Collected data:
==*==
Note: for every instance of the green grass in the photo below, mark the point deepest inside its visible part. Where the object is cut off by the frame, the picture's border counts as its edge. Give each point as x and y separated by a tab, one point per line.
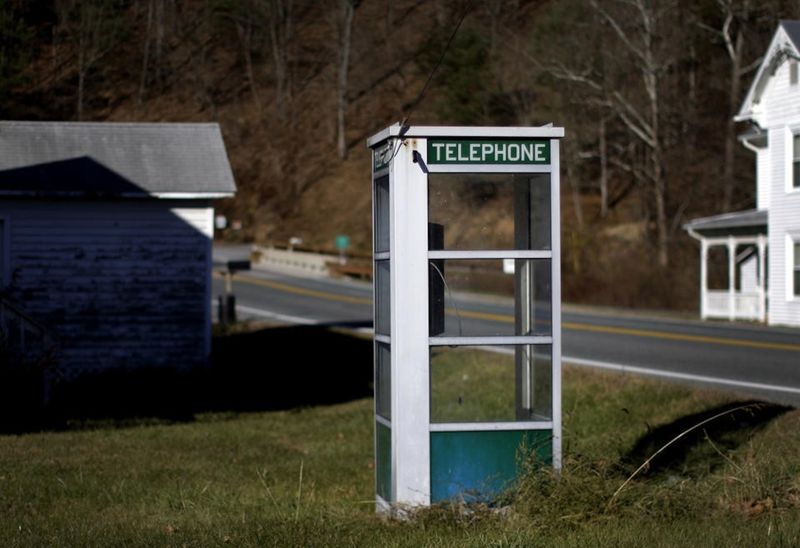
305	478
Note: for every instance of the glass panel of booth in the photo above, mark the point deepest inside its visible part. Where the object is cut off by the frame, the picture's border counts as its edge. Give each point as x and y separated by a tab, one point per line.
382	214
497	383
383	320
472	211
475	297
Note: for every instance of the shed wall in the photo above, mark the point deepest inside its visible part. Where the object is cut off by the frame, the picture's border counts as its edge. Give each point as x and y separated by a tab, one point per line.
122	284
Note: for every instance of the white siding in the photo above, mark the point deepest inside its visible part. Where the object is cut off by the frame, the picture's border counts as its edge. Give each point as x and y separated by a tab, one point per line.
780	103
784	220
762	179
748	272
120	283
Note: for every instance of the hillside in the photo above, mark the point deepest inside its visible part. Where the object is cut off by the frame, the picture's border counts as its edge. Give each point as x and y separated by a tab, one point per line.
298	85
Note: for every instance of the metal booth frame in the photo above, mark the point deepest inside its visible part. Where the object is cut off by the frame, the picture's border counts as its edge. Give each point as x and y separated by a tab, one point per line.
400	167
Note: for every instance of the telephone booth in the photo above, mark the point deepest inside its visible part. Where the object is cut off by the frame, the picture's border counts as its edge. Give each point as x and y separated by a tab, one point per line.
467	310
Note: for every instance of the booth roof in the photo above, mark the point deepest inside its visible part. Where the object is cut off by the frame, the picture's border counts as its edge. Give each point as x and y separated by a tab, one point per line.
480	132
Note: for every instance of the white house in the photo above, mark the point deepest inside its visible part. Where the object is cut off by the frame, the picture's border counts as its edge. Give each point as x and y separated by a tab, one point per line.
105	238
766	239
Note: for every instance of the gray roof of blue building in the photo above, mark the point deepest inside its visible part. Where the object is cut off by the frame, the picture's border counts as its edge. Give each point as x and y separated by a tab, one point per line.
113	159
792	29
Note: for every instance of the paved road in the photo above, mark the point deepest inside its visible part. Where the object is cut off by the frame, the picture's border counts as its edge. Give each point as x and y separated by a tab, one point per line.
751	359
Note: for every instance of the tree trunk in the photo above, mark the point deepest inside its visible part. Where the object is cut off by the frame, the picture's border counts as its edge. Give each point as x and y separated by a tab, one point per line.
81	78
728	172
146	57
344	66
245	32
603	170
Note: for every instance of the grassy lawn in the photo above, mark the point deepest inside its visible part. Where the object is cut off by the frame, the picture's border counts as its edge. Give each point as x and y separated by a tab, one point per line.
305	478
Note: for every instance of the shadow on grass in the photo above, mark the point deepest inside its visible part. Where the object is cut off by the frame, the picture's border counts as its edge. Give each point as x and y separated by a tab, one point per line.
267	369
700	446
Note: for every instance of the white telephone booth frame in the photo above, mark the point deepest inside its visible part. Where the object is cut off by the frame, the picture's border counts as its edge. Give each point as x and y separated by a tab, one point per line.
401	154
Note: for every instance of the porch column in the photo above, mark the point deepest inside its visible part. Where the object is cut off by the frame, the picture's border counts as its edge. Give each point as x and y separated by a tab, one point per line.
762	278
703	278
731	278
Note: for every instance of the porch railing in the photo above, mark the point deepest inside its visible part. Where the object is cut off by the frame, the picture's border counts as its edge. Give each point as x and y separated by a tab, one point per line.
745	304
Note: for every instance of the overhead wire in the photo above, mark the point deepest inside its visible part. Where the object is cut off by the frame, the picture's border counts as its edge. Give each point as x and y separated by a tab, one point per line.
404	127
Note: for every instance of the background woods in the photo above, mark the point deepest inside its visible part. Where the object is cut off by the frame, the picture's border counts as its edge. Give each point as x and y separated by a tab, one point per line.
646	89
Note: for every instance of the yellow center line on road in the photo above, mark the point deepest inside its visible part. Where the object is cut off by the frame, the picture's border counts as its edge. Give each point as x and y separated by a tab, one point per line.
505	318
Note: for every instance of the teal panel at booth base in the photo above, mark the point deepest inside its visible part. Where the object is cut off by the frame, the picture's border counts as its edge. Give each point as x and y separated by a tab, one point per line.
477	466
383	464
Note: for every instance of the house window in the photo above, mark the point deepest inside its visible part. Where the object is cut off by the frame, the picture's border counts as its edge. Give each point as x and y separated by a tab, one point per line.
796	162
796	269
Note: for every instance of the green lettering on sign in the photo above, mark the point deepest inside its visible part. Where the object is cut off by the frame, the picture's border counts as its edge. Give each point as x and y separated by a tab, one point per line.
488	151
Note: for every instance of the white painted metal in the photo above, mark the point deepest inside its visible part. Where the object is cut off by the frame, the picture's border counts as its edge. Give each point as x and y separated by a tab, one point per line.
487	341
762	278
555	243
731	278
410	343
703	277
491	254
409	332
544	132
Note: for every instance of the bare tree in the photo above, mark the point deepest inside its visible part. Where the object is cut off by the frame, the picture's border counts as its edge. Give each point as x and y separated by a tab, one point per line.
348	9
732	33
93	28
637	29
280	33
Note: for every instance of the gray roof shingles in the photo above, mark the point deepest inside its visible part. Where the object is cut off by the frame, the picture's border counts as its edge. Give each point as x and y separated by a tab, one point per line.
739	219
116	159
792	28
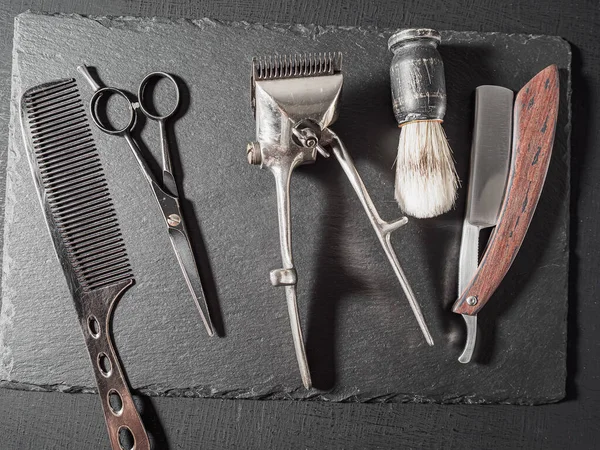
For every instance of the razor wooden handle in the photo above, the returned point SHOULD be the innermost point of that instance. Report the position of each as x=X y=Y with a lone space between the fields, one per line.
x=535 y=115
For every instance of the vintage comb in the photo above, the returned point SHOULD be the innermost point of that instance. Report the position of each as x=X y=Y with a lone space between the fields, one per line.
x=82 y=221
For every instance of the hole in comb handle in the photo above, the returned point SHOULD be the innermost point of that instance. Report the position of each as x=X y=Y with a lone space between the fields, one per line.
x=94 y=327
x=104 y=365
x=115 y=402
x=126 y=439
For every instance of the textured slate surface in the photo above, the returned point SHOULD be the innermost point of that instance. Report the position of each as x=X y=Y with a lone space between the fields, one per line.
x=361 y=336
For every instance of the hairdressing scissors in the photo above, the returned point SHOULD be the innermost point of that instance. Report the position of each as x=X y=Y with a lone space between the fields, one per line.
x=167 y=195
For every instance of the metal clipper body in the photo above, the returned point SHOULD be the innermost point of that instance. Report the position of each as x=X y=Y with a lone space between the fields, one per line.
x=295 y=100
x=285 y=91
x=417 y=76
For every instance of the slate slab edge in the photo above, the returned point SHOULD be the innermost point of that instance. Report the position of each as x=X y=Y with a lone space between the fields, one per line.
x=12 y=200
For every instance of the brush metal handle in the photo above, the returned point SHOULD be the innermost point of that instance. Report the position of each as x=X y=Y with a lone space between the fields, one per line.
x=122 y=419
x=536 y=111
x=417 y=75
x=383 y=229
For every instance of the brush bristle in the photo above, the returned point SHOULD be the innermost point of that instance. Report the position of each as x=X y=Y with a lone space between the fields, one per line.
x=426 y=179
==*==
## REQUIRED ACTION
The records above are to be set down exactly as written, with no images.

## FINAL ANSWER
Note: for every instance of the green grass in the photo below, mark the point deepest inside its visible part. Where the object is cut off by the frame, the picture's border counts as its edge. Give each point as x and y separated by a tab, one point per line.
305	478
Note: for every instance of the glass panel of booth in the photo above, mark the point deepest inside its visible part. Where the object is cut off by the frame, the picture's border counts as its edge. Give each point as x and y separated by a tab, one point per line.
382	214
497	383
383	320
472	211
475	297
Note: for every instance of the shed wall in the photo above, mark the point deepest inside its visible part. Where the object is cut off by the frame, the picture's border counts as its edge. Give each point as x and y separated by a tab, one point per line.
122	284
Note: for every instance of the white siding in the photo above, mark the point deepest inside its visible part. Where the object is cut off by the frame, the picture's border counts as its edge. Give each point as x and y separated by a tab, one point per line.
780	103
784	220
762	179
748	272
120	283
Note: for every instance of the hillside in the photo above, mark the point deepest inside its visible part. Where the object is cut off by the frame, the picture's border counts as its edge. Give each point as x and y separated by a tab, one point per line.
298	85
Note: for every instance of the metal booth frame in the photo above, mark the point deepest inside its visible part. Where the object is cut off by the frame, the picture's border counts as its edge. Give each point as x and y separated by a tab, one point per line.
400	167
Note: for every instance of the telephone booth in the photo above, mark the point deepest inside its visible part. Where the object is cut off by the frame, the picture's border counts as its edge. Give each point as x and y separated by a tab, one point per line.
467	310
Note: for every instance of the booth roof in the photo above, mark the point deepest inside its visible part. Where the object is cut off by the frame, the picture's border counts as its edge. Give each point as x and y separated by a tab, one point per line.
480	132
Note: for every instance of the white house in the photo above, mark the point deepest inside its visible part. Where the object is cut off by the frame, the picture's border counts as its edge. Give each point as x and y separated by a tab, one point per line.
105	238
766	239
Note: for every instance of the gray roof of blue building in the photo above, mark the point deepest inside its visible part. Where the object is cut off by the frame, the picture's border counts as its edge. Give each point as x and y separated by a tab, one point per line.
113	159
792	29
Note: for every instance of the paved road in the photo above, mark the point deepest inside its visible part. Where the object is cut off by the frame, the picture's border counts as its edge. Give each point as x and y separated by a tab, one point per line.
751	359
Note: for every instance of the tree trunk in the photo above, mark the point deepest inside its visible part. Where the object is cut off by the frame, the picture's border counts as its edge. Give each point as x and y separated by a tab, one point per line.
81	78
728	172
146	57
344	66
245	32
603	170
Note: for every instance of the grassy lawn in the photo above, mark the point deepest inside its visible part. Where the object is cut off by the frame, the picture's border counts as its edge. Give each point as x and y separated by a tab, one point per line.
305	478
Note: for every instance of the shadow on grass in the photo above, mark the point deepest inside its visible part. Where the object is cut off by the frame, the picture's border counts as its edge. Give each point as x and y separated by a tab, one point per line.
267	369
700	446
Note: for every instance of the white telephone booth frame in the photo above, mark the point deepest inside its visible part. Where the object is cut off by the frame, the picture's border counts as its edge. Give each point as x and y separated by a tab, one point per line.
401	154
Note: for every instance of the porch column in the photo above, mark the point deepest inside its visible part. Where the object is cut off by the frame, the picture's border counts as its edge. Give each point as x and y separated by a tab, one point per line.
762	278
703	278
731	278
Note: for every instance of the porch railing in the photo above, mark the point deepest inside its visible part. Where the object is cut off by the frame, the picture's border counts as its edge. Give each point as x and y separated by a tab, one point per line.
745	304
Note: for every instance of the overhead wire in the photo above, mark the point deepest inside its visible part. Where the object is cut off by the frame, the picture's border counts as its edge. Give each point as x and y separated by a tab, one point per line.
404	127
Note: for every instance of the background woods in the photo above, mark the point deepest inside its visible part. Where the object is cut off by the frame, the picture's border counts as its edge. Give each point as x and y separated by a tab, one point per line.
646	89
Note: for every instance of the yellow center line on road in the photo above, mark the point deepest inside its visible part. Where the object is cut off by the frame, the picture's border counts as its edge. Give each point as x and y separated by a tab, one point per line.
505	318
Note: for every instance of the teal panel at booth base in the photo above, mark the point deepest inside its visible part. Where the object is cut off by the frame, the picture's border counts as its edge. Give each point as x and y separated by a tab, one point per line.
477	466
383	464
Note: for every instance of the house window in the photo above, mark the point deepest inside its visible part. Where the object is cut off by the frame, the picture's border counts as its edge. Give each point as x and y separated by a tab, one point per line.
796	162
796	269
Note: for every instance of the green lettering on sign in the photo above, mark the point deepest inside its visible part. Where the object is cut off by the frame, the picture's border counts as its edge. Give each point as x and y separated by a tab, one point per line.
488	151
Note: for every instance of the white painted metal in the photo above, mark the point deepest inside its visible part. Where the object is cut off by the frame, the picture's border counts as its edge. Give each point as x and y separated by a tab, one point per line.
487	341
762	278
555	243
731	278
410	343
703	277
491	254
409	332
544	132
Note: for every instance of the bare tree in the photo above, mark the point deepest inside its visible part. Where the object is cut off by the frame, the picture's border counts as its edge. Give each point as x and y separated by a tab, one point per line.
348	9
732	33
93	28
637	29
280	33
Note: for every instance of the gray roof shingles in the photo above, mark the point deepest inside its visible part. Where the object is cut off by the frame, the picture's border counts as its edge. Give each point as x and y separated by a tab, one point per line.
739	219
116	159
792	28
For every instance of the razor wooden handle in the photo above, the returned point SHOULD be the innermost point of that instance. Report the position of each as x=X y=Y with a lone space between the fields, one per line.
x=535 y=115
For every instance of the vintage comb in the photo above, the returned point SHOULD be the innermost point of that instance. Report the position of each as x=X y=Y with a lone space between the fields, one per line.
x=82 y=221
For every instance of the hole in comb handle in the photo above, the returned point SHOULD be the innermost point of that instance. Report the position of each as x=X y=Y with a lone space between the fields, one per line.
x=94 y=327
x=104 y=365
x=115 y=402
x=126 y=439
For every instance of the textured slate surface in the photo above, the returned point SHOULD be the innermost point of that instance. Report the position of each as x=X y=Y with a lone space between the fields, one per line.
x=361 y=336
For every instance of the hairdressing scissors in the photo above, the returned point SHOULD be the innermost point of that instance. Report the position of each as x=X y=Y with a lone space between the fields, one per line.
x=167 y=195
For every instance of the metal clipper body in the photo above, the returned point SHOULD be the innermost point of that instance. Report the position of each as x=X y=Y with a lone space between the fields, one per line.
x=295 y=100
x=285 y=91
x=417 y=76
For every instance of the slate slab edge in the photo above, the returned point SHOULD be the innermost point of that instance. Report the position of each as x=X y=Y with a lone space between the fields, one per line.
x=12 y=200
For every instance of the brush metal handle in the photo above, the returned point SHOULD be the innermost point of that instance. Report the position of each as x=X y=Y with a lone space between the fields, one per line.
x=122 y=419
x=536 y=111
x=417 y=75
x=383 y=229
For every instance of the brush bristle in the photo above, the returned point SHOULD be the innermost point of that instance. Report the position of each as x=X y=Y with a lone space between the fields, one per line.
x=426 y=179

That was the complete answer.